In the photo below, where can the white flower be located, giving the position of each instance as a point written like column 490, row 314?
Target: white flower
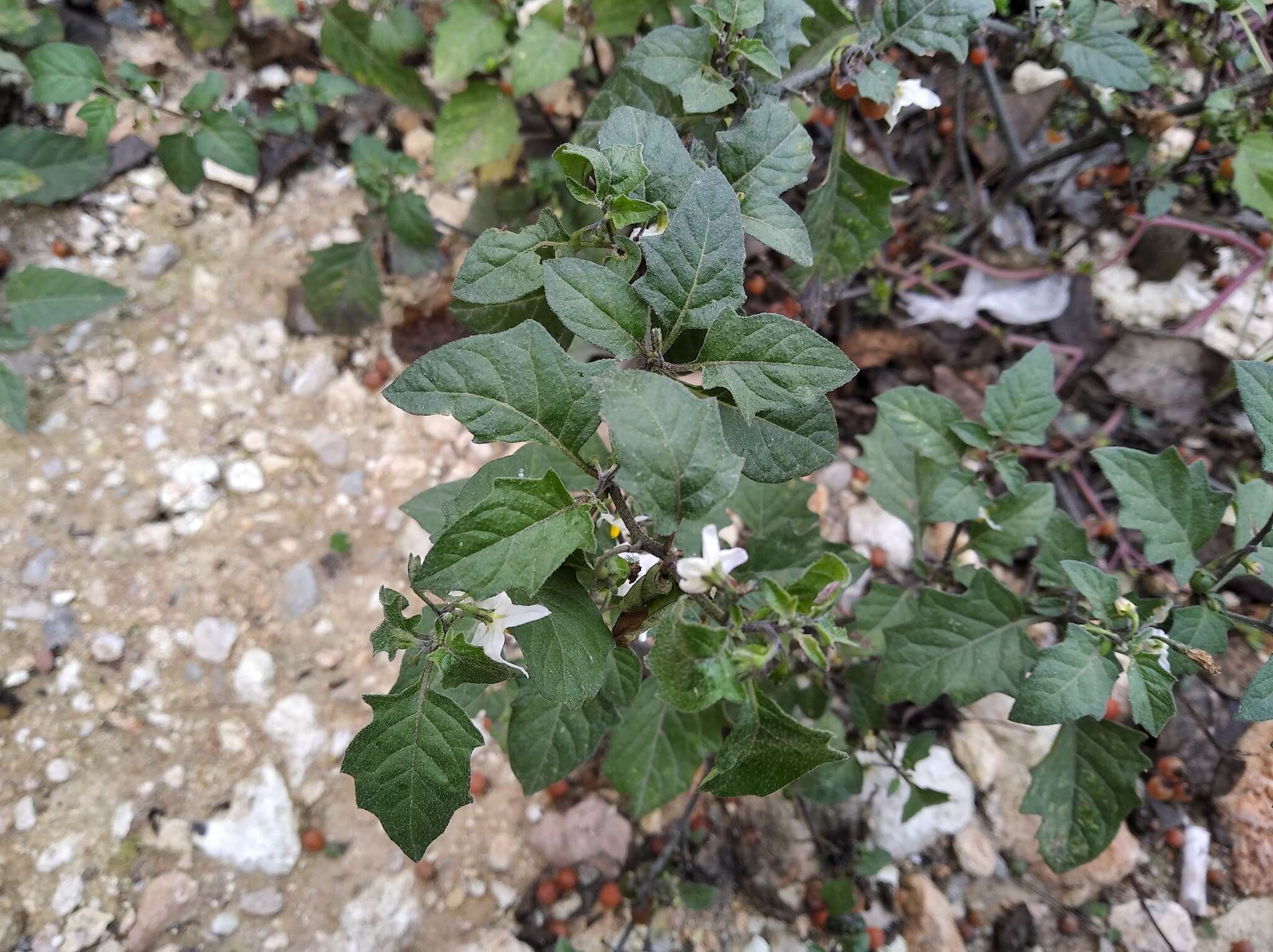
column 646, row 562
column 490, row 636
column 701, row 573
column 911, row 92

▬▬▬

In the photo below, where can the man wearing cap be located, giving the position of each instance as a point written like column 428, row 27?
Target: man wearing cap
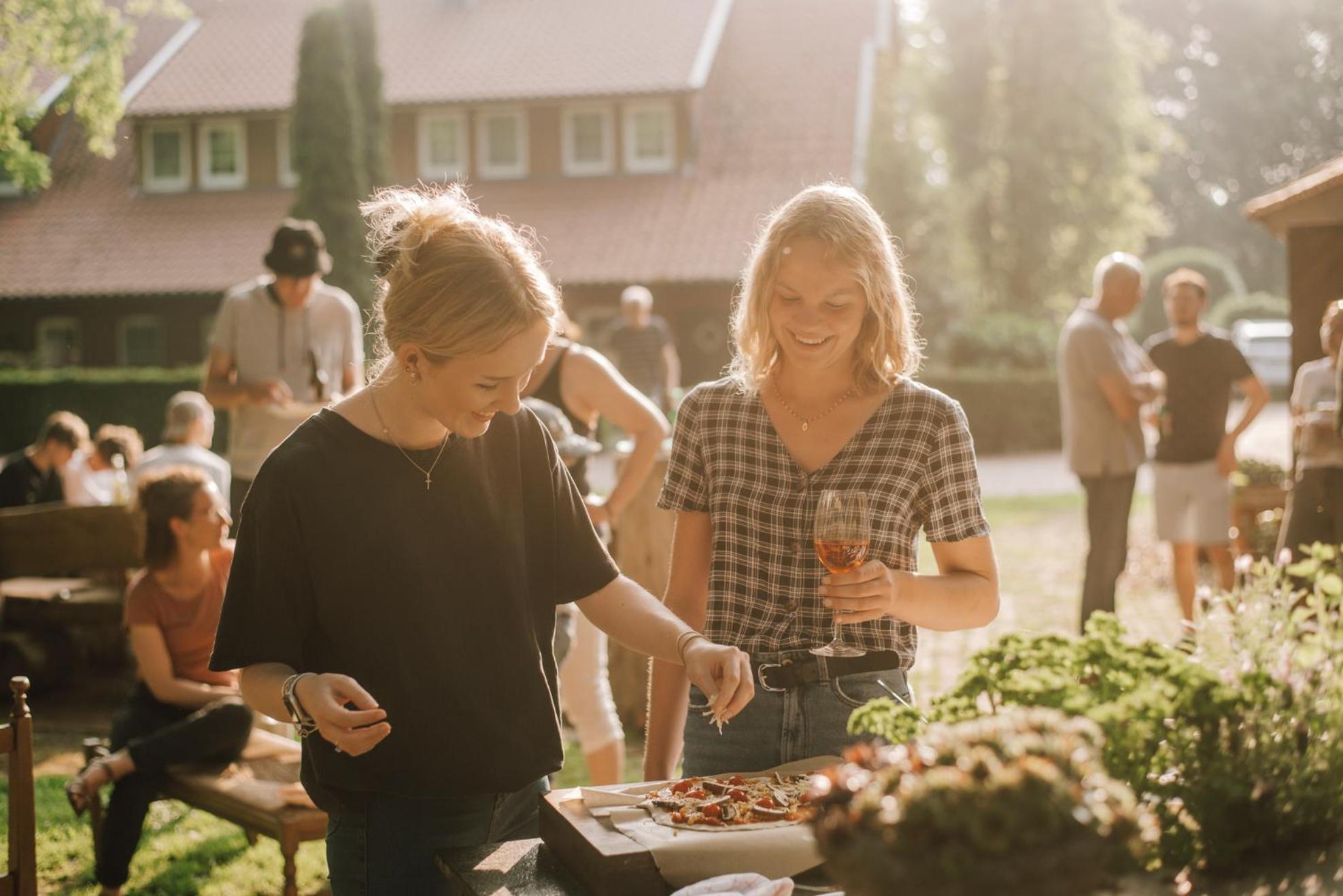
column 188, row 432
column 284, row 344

▬▬▬

## Brief:
Check the entries above line by line and return each one containing the word "giving".

## Task solution:
In the photo below, where can the white flower be located, giving the position of each instance as a point written like column 490, row 314?
In the photo below, where can the man wearing cap be located, giving the position of each instance as a point written like column 428, row 27?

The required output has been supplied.